## Task objective
Would you repeat each of the lines below exactly?

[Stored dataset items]
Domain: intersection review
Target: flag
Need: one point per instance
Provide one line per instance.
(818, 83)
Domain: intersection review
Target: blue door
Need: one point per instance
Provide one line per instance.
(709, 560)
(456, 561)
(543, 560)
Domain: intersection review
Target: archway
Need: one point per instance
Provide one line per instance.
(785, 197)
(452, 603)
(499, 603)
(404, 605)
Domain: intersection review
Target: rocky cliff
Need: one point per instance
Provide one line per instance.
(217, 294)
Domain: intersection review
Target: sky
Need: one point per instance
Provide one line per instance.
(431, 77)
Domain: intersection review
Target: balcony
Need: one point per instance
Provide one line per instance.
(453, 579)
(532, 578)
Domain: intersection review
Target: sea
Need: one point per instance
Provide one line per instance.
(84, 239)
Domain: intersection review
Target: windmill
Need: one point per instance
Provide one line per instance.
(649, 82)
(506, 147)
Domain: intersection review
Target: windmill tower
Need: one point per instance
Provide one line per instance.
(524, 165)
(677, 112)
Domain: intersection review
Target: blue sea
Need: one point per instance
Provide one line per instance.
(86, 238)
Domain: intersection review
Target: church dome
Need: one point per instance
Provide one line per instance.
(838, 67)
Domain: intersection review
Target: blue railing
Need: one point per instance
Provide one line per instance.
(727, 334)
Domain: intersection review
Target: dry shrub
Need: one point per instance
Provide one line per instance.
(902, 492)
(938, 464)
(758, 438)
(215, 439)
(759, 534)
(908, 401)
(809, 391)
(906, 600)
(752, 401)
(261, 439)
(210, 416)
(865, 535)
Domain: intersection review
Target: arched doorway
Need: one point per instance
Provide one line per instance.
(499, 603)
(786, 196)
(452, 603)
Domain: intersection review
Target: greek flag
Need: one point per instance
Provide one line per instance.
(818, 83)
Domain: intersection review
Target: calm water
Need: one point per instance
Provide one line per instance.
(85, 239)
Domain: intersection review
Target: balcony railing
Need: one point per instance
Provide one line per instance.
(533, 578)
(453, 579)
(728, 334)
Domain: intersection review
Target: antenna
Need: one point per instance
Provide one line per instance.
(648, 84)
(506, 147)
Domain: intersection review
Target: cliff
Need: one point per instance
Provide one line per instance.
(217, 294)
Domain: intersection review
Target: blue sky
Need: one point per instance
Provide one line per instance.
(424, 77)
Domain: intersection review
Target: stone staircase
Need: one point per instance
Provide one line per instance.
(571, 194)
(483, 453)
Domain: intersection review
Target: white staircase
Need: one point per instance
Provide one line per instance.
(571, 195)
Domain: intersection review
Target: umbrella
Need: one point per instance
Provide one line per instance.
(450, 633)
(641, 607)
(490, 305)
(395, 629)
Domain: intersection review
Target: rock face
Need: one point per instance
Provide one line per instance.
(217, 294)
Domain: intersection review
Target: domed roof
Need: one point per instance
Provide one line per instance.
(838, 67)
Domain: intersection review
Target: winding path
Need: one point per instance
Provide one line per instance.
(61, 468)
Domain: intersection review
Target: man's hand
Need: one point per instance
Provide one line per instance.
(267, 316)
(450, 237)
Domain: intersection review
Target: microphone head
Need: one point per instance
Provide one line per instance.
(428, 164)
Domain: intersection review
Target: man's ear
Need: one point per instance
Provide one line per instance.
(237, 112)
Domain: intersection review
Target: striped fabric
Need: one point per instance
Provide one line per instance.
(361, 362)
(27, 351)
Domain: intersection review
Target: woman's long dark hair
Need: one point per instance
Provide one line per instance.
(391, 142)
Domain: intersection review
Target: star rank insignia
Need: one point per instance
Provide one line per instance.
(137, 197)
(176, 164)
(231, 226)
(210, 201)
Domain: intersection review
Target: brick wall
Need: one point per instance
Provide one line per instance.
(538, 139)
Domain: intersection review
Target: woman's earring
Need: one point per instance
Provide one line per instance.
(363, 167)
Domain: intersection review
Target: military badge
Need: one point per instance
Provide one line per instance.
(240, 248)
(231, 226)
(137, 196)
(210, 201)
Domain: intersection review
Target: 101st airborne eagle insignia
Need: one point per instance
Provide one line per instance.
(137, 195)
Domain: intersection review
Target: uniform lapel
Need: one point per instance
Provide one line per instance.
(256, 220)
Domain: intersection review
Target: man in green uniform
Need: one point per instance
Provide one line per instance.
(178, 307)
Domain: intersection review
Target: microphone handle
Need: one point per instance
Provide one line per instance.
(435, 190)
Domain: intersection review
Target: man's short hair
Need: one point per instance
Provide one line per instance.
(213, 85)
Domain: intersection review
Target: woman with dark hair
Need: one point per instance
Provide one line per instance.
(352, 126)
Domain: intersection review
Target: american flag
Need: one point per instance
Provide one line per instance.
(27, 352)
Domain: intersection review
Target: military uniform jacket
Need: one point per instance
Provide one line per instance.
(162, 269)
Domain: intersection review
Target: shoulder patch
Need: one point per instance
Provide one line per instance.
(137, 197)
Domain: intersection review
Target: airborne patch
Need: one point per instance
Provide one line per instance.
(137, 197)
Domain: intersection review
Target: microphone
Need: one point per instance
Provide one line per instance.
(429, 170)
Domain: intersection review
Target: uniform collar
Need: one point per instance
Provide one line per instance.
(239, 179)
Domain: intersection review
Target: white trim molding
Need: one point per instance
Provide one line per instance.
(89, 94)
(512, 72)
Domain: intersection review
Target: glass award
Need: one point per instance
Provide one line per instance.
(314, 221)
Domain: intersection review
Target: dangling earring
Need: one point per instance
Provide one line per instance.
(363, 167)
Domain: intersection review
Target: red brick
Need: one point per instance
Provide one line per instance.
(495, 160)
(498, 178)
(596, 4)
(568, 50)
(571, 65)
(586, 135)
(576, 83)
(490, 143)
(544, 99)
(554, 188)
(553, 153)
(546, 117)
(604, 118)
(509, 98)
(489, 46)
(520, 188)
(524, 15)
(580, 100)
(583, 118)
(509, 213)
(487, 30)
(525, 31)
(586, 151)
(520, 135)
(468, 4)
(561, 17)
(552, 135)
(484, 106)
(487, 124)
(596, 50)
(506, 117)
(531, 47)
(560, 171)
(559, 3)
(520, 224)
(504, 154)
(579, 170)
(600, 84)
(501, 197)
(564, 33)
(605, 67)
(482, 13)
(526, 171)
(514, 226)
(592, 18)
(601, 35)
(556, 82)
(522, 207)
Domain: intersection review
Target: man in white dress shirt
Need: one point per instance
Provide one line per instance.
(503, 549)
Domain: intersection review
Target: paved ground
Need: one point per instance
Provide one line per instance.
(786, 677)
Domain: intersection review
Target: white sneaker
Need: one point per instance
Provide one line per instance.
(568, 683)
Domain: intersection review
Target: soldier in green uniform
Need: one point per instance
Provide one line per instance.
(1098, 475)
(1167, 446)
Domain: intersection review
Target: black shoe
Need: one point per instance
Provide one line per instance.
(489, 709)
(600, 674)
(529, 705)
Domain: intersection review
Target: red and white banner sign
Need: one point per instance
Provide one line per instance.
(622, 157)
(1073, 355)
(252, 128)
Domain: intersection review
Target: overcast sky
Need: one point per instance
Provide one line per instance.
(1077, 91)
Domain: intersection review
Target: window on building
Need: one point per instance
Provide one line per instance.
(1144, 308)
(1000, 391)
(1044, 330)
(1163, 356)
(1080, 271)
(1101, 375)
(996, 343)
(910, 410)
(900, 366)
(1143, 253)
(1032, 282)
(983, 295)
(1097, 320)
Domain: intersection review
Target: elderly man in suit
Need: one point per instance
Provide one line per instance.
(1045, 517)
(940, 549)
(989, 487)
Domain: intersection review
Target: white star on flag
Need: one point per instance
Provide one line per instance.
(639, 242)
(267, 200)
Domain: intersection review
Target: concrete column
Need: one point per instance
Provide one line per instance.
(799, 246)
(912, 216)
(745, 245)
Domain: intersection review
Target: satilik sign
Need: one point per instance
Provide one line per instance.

## Task answer
Domain: intersection review
Target: flag
Need: one point per instance
Provide one line per instance.
(818, 83)
Domain: intersection review
Target: blue door
Need: one point per instance
Provide one line per instance.
(709, 560)
(456, 561)
(543, 560)
Domain: intersection review
Target: archway
Need: one point per instance
Provide one line per instance.
(785, 197)
(452, 603)
(499, 603)
(404, 605)
Domain: intersection review
Target: rocky cliff
Need: one point per instance
Provide one line per instance.
(217, 294)
Domain: intersection review
Target: sky
Need: one point per instance
Provide one line per instance.
(431, 77)
Domain: intersection review
Target: balcony
Need: one point per instance
Provide one line per instance.
(453, 579)
(532, 578)
Domain: intersection review
Target: sea
Need: one point per instance
Provide one line per instance.
(84, 239)
Domain: intersection review
Target: windmill
Need: one point per instance
Provide one line per instance.
(649, 82)
(506, 147)
Domain: intersection review
Target: windmill tower
Need: one point per instance
Provide one line per instance.
(524, 165)
(677, 112)
Domain: intersection review
Target: blue sea
Need: one point per instance
Provide one line per instance.
(86, 238)
Domain: intersection review
Target: church dome
Need: one point per instance
Provide one line per instance.
(838, 67)
Domain: intersection review
Target: blue railing
Need: one point per instance
Provide one line per instance.
(727, 334)
Domain: intersection review
Target: dry shrub
Need: one point per instance
Provide one line per instance.
(902, 492)
(938, 464)
(758, 438)
(215, 439)
(759, 534)
(908, 401)
(809, 391)
(906, 600)
(752, 401)
(261, 439)
(210, 416)
(865, 535)
Domain: intersection review
Target: arched doorway
Need: one point per instance
Provide one line per instance.
(499, 603)
(786, 196)
(452, 603)
Domain: intersection review
Target: greek flag
Need: one point per instance
Provide one line per instance.
(818, 83)
Domain: intersection review
Target: calm water
Need: one point per instance
Provide one line per instance.
(85, 239)
Domain: intersection review
Target: balcony railing
Need: one point per instance
Provide one line per instance.
(533, 578)
(453, 579)
(728, 334)
Domain: intersection review
Target: antenna
Need: one point per instance
Provide one line per instance.
(648, 84)
(506, 147)
Domain: intersection review
Target: cliff
Need: one point per instance
Provide one line per instance.
(217, 294)
Domain: intersection review
Target: blue sky
Need: one point per instance
Provide one line per instance.
(424, 77)
Domain: intersection review
Target: stone staircase
Need: one point per instance
Provide one line per instance.
(571, 194)
(483, 453)
Domain: intersection review
Target: white staircase
Need: one point per instance
Provide one line per instance.
(571, 195)
Domain: intersection review
Target: umbrella
Need: one point per instance
Provide one line per instance.
(450, 633)
(641, 607)
(490, 305)
(395, 629)
Domain: intersection review
Target: rock face
Need: one point per instance
Provide one line per instance.
(217, 294)
Domain: intersection review
Target: domed roof
Need: one point per instance
Provide one line per instance.
(838, 67)
Domain: intersection review
Target: winding path
Need: one point per instance
Provide one line per instance.
(61, 468)
Domain: intersection review
Target: man's hand
Need: one point per instance
Provide one line per instance.
(267, 316)
(450, 237)
Domain: intersection review
Target: microphone head
Need: one point per instance
Provide one line per instance.
(428, 164)
Domain: intersection review
Target: man's ear
Need: one point per instance
Provide one line per instance.
(237, 112)
Domain: intersection review
Target: striped fabric
Need: one point per instance
Provide one line per instance.
(361, 362)
(27, 351)
Domain: intersection review
Target: woman's long dark hair
Need: one point per instance
Provide one line per instance.
(391, 142)
Domain: intersection review
Target: star rank insignia
Need: one point per instance
Provide one line per instance.
(137, 197)
(176, 164)
(231, 226)
(210, 201)
Domain: intersection review
Target: brick wall
Need: one point per instance
Provide one line per instance.
(538, 139)
Domain: intersection review
Target: woman's earring
Need: one point per instance
Provide one line per instance.
(363, 167)
Domain: intersection review
Target: military badge
Need: one point per instance
Provide one line per instance.
(240, 248)
(231, 226)
(137, 196)
(210, 201)
Domain: intersection review
Target: 101st airborne eagle insignia
Need: one point per instance
Provide one line per instance.
(137, 195)
Domain: intersection review
Target: uniform lapel
Need: one point per instance
Provide one line per instance.
(256, 220)
Domain: intersection review
Target: man in green uniform
Need: one point per instance
Provide one line per instance.
(178, 307)
Domain: intersection review
Target: microphone handle
Need: one point per instance
Provide one line per instance.
(435, 190)
Domain: intersection review
Target: man's short hair
Need: one point per instance
Provide one line per instance.
(213, 85)
Domain: intersection review
Target: woman with dark hair
Need: one point per instance
Provide one line per instance.
(352, 126)
Domain: intersection review
Target: american flag
Need: one point per instance
Provide one line per instance.
(27, 352)
Domain: intersection review
Target: military uniform jacket
Need: one point per instance
Provide one line per instance.
(162, 269)
Domain: intersection review
Target: shoulder patch
Need: one point per instance
Provide one line per instance.
(137, 197)
Domain: intersection review
Target: airborne patch
Need: one point per instance
Provide one line per instance.
(137, 197)
Domain: intersection review
Target: microphone
Need: one point per instance
Provide one line per instance.
(429, 170)
Domain: intersection review
Target: uniform collar
Need: one point per instance
Provide one line per instance.
(239, 179)
Domain: intersection review
Target: white trim molding
Need: one point per instance
Provide one line per instance.
(89, 94)
(512, 72)
Domain: intersection review
Target: glass award
Need: one point per instance
Provide one line per instance.
(314, 221)
Domain: intersection review
Target: dangling earring
Need: one point per instance
Provide one line per instance.
(363, 167)
Domain: intersection review
Target: red brick
Need: one point per instance
Provide one line per instance.
(495, 160)
(498, 178)
(596, 4)
(568, 50)
(571, 65)
(586, 135)
(576, 83)
(490, 143)
(544, 99)
(554, 188)
(553, 153)
(546, 117)
(604, 118)
(509, 98)
(489, 46)
(520, 188)
(524, 15)
(580, 100)
(583, 118)
(509, 213)
(487, 30)
(525, 31)
(586, 151)
(520, 135)
(468, 4)
(561, 17)
(552, 135)
(484, 106)
(487, 124)
(596, 50)
(506, 117)
(531, 47)
(560, 171)
(559, 3)
(520, 224)
(504, 154)
(579, 170)
(600, 84)
(501, 197)
(564, 33)
(605, 67)
(482, 13)
(526, 171)
(514, 226)
(592, 18)
(601, 35)
(556, 82)
(522, 207)
Domain: intersection review
Target: man in white dress shirt
Need: one point per instance
Provide one line per instance.
(503, 549)
Domain: intersection review
Target: paved ground
Need: one point per instance
Provide one line per instance.
(786, 677)
Domain: intersection review
Target: white sneaker
Need: one point per instance
Provide one line per instance.
(568, 683)
Domain: intersection review
Target: soldier in green uniform
Need: one point per instance
Provide one line per instance.
(1098, 475)
(1167, 446)
Domain: intersection review
Target: black shoe
Need: one point per instance
Provide one line per instance.
(489, 709)
(600, 674)
(529, 705)
Domain: intersection review
Target: red and white banner sign
Need: one point per instance
Provide one line per instance.
(622, 157)
(1073, 355)
(252, 128)
Domain: intersection review
Target: overcast sky
Need: one point per instance
Provide one line per instance.
(1077, 91)
Domain: intersection review
Target: window on building
Need: one point per instance
Provide one line per instance.
(1144, 308)
(1000, 391)
(1044, 330)
(1163, 356)
(1080, 271)
(1101, 375)
(996, 343)
(910, 410)
(900, 366)
(1143, 253)
(1032, 282)
(983, 295)
(1097, 320)
Domain: intersection review
Target: elderly man in suit
Need: one point per instance
Provide one line per instance.
(1045, 517)
(940, 549)
(989, 487)
Domain: intersection review
Target: white star on flag
Need: one point per instance
Provide one line per instance.
(639, 242)
(267, 200)
Domain: intersection review
Target: concrete column
Need: one point per instance
Provide one line per instance.
(799, 246)
(912, 216)
(745, 245)
Domain: intersection review
Target: satilik sign
Need: one point per instance
Provide one line per instance.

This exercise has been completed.